## TASK DETAILS
Report how many lines of the entries contain the string "black". Case counts. Give only the number.

Stored records
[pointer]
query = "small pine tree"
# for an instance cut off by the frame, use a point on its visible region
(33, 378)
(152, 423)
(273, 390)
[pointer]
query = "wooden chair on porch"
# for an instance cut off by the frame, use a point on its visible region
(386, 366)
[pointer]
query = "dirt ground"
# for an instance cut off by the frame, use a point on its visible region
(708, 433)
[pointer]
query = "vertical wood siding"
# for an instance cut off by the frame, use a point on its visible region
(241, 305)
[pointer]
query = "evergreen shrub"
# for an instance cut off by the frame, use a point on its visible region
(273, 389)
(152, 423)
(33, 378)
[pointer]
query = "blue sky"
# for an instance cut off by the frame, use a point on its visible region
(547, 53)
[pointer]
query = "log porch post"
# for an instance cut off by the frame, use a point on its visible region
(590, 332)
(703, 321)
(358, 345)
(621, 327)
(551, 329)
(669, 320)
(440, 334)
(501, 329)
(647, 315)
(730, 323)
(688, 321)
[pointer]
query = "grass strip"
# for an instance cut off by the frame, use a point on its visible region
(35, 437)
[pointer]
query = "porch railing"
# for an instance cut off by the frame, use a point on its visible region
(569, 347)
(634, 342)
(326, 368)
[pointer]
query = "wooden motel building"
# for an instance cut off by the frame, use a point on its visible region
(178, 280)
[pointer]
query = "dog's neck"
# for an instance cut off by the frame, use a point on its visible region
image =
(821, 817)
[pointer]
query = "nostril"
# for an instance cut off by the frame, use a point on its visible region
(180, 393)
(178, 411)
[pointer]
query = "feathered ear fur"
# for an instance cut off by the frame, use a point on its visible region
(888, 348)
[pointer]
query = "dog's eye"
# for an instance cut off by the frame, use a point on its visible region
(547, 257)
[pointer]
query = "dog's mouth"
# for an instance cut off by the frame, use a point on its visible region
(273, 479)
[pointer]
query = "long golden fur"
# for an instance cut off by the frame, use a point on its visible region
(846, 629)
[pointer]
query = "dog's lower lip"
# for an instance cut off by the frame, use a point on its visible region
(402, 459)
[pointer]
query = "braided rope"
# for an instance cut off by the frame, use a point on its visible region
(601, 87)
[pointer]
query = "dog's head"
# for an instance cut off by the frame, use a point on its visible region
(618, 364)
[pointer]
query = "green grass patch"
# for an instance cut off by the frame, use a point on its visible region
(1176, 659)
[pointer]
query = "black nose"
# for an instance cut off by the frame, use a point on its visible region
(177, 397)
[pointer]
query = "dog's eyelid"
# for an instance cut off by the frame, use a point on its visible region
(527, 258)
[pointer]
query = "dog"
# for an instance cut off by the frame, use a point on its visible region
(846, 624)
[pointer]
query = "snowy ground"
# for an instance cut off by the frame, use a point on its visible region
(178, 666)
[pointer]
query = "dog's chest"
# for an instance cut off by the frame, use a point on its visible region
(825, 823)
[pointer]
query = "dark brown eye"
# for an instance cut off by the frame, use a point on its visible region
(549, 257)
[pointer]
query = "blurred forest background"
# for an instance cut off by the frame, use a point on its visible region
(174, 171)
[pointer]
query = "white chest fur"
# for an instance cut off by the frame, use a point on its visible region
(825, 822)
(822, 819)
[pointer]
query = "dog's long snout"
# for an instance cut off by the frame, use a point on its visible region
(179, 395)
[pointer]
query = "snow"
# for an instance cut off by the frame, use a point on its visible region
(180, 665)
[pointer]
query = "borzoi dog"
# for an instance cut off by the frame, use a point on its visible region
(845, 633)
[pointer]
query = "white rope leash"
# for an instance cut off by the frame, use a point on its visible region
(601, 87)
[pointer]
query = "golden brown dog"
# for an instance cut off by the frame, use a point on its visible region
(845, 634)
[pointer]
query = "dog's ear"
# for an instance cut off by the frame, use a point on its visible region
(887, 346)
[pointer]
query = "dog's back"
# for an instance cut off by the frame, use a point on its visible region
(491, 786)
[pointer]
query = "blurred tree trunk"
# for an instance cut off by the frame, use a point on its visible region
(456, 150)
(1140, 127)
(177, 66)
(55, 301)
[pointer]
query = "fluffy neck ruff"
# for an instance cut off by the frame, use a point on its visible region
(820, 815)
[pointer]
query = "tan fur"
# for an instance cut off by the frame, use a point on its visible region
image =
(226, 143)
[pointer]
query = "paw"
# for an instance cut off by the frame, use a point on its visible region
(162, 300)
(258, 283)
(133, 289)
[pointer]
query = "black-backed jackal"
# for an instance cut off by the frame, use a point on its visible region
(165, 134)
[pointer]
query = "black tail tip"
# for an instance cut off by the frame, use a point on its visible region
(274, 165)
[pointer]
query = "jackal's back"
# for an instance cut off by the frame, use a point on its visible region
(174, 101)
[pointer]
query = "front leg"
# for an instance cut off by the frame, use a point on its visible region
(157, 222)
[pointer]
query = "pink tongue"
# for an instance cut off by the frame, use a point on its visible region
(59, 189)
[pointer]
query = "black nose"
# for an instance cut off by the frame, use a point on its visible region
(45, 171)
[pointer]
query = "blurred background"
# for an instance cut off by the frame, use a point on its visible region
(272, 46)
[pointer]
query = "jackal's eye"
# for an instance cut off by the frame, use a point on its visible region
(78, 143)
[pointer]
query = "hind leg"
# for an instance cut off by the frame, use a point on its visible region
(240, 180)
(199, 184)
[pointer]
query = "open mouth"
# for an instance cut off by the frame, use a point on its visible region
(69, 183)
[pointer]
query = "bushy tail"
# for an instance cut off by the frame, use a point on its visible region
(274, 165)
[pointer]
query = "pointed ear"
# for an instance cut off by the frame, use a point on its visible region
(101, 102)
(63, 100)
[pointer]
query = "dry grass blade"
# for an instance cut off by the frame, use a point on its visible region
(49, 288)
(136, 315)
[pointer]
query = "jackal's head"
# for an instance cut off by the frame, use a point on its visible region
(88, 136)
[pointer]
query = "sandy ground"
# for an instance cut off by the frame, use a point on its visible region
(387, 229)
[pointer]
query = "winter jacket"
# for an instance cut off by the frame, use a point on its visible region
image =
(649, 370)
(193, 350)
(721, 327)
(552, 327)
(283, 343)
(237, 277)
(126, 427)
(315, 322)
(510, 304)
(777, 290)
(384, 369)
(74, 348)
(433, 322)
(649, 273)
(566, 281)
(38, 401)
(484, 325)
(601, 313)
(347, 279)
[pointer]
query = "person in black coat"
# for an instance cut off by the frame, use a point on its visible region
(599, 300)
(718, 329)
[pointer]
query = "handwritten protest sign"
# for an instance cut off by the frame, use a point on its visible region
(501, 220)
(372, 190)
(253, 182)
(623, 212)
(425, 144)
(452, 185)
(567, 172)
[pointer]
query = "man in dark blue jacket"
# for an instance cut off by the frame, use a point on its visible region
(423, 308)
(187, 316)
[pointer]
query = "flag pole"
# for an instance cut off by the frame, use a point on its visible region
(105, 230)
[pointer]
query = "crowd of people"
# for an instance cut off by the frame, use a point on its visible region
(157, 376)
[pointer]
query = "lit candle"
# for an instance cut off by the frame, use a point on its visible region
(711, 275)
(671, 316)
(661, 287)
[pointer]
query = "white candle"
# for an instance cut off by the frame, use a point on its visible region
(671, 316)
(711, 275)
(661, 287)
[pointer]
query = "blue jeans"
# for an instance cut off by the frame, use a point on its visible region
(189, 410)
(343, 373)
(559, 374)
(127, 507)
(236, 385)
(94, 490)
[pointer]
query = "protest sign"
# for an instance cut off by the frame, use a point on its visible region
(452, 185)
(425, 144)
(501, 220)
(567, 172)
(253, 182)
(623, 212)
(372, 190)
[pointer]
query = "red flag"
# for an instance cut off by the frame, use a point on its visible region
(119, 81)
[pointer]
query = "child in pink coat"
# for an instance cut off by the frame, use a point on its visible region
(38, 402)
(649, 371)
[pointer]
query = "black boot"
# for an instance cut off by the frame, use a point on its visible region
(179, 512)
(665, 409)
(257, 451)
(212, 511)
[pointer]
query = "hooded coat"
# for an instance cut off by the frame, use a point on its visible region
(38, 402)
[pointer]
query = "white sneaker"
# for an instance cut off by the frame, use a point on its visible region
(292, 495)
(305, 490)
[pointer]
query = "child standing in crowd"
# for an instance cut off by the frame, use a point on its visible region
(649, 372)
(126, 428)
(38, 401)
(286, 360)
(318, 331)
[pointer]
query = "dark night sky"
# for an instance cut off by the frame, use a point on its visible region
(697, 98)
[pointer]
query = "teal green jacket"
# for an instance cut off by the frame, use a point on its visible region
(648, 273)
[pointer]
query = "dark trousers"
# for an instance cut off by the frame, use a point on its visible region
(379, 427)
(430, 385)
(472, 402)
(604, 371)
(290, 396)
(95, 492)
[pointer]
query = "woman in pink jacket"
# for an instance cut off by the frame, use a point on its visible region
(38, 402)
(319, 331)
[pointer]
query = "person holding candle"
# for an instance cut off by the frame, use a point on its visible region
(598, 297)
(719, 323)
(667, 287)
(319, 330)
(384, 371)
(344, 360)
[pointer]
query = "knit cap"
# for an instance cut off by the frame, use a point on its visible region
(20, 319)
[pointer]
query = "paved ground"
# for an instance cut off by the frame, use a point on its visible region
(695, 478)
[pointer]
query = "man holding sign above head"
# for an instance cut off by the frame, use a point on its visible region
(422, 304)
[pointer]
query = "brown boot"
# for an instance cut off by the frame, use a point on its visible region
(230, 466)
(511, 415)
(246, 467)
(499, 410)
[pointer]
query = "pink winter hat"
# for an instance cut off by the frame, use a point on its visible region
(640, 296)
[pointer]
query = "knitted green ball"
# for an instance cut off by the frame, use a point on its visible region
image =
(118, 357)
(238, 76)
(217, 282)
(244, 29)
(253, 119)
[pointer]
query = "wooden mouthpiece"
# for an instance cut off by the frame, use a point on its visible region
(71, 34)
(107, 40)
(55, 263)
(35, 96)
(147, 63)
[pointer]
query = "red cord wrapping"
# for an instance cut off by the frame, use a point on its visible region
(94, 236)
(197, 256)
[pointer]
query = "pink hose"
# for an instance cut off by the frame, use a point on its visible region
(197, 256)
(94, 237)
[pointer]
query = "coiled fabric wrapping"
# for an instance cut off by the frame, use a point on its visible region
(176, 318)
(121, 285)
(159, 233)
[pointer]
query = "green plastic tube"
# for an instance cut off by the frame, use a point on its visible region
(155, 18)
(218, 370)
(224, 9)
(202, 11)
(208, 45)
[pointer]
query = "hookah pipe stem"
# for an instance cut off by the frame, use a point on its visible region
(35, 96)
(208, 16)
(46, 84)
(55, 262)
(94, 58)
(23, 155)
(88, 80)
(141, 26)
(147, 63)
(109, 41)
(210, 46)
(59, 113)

## EXPECTED OUTPUT
6